Problem to work on >>
Output the following lines verbatim, with no changes.

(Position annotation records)
------------------------

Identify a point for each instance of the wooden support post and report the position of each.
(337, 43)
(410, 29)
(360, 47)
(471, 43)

------------------------

Exercise output >>
Identify a point for each instance of the wooden support post and report the position of each.
(337, 43)
(410, 29)
(360, 47)
(471, 43)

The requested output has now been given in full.